• _Entries from a dataset_
-- begin --

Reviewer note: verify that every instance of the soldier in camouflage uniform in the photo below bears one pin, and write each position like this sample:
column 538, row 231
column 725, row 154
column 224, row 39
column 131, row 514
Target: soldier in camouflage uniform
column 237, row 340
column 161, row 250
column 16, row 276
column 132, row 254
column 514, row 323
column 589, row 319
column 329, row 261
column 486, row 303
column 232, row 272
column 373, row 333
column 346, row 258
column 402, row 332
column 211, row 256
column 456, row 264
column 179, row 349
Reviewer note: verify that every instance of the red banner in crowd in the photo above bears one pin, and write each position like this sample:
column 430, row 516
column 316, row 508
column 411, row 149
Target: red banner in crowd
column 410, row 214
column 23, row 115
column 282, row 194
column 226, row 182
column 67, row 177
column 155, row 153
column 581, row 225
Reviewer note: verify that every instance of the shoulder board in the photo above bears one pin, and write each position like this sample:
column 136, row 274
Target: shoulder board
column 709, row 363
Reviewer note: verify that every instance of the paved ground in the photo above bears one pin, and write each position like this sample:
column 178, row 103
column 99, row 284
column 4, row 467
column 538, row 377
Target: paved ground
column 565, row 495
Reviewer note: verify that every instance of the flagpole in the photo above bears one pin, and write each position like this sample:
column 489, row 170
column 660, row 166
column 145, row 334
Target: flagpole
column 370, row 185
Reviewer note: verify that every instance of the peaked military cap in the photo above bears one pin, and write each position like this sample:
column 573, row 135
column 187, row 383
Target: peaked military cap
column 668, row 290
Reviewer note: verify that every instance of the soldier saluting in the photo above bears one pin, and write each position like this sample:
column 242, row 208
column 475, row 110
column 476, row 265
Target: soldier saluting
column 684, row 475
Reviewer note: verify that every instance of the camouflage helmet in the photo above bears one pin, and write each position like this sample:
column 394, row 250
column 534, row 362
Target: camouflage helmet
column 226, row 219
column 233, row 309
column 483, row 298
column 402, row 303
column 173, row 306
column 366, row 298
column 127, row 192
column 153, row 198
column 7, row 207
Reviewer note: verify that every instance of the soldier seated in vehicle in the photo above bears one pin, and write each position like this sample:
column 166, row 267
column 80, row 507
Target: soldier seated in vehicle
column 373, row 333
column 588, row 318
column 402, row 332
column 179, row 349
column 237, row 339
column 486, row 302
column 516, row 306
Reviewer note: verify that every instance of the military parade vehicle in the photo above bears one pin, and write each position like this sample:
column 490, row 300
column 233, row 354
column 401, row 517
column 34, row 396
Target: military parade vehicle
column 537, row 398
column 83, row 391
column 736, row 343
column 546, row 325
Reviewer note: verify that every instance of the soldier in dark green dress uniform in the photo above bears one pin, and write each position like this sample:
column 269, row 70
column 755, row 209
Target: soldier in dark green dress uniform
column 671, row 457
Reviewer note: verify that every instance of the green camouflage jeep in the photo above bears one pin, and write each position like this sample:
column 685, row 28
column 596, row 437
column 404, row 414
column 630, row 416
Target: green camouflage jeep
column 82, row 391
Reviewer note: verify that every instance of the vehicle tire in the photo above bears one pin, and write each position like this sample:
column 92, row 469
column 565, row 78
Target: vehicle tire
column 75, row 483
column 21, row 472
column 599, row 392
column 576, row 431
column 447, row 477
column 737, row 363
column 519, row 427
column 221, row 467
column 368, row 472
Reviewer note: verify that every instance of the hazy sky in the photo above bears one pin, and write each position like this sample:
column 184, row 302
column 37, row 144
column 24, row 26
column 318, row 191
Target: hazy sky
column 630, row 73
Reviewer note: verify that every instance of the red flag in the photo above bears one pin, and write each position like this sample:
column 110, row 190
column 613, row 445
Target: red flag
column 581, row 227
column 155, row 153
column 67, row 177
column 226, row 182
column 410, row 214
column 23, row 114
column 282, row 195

-- end --

• _Work to do_
Output everything from the line containing "Reviewer note: verify that every instance of the vehicle" down to the line containing "column 630, row 73", copied exactly, and nothing else.

• _Task output_
Reviewer note: verify that every instance of the vehicle tire in the photo above bears one pin, and write each position like this sample:
column 92, row 469
column 565, row 78
Target: vehicle tire
column 75, row 483
column 21, row 472
column 599, row 392
column 576, row 431
column 447, row 477
column 737, row 363
column 519, row 427
column 221, row 467
column 368, row 472
Reviewer note: verify that every instance of the hazy sky in the photo above bears one pin, and write each position like this sample:
column 184, row 302
column 37, row 144
column 24, row 26
column 318, row 191
Target: hazy sky
column 630, row 73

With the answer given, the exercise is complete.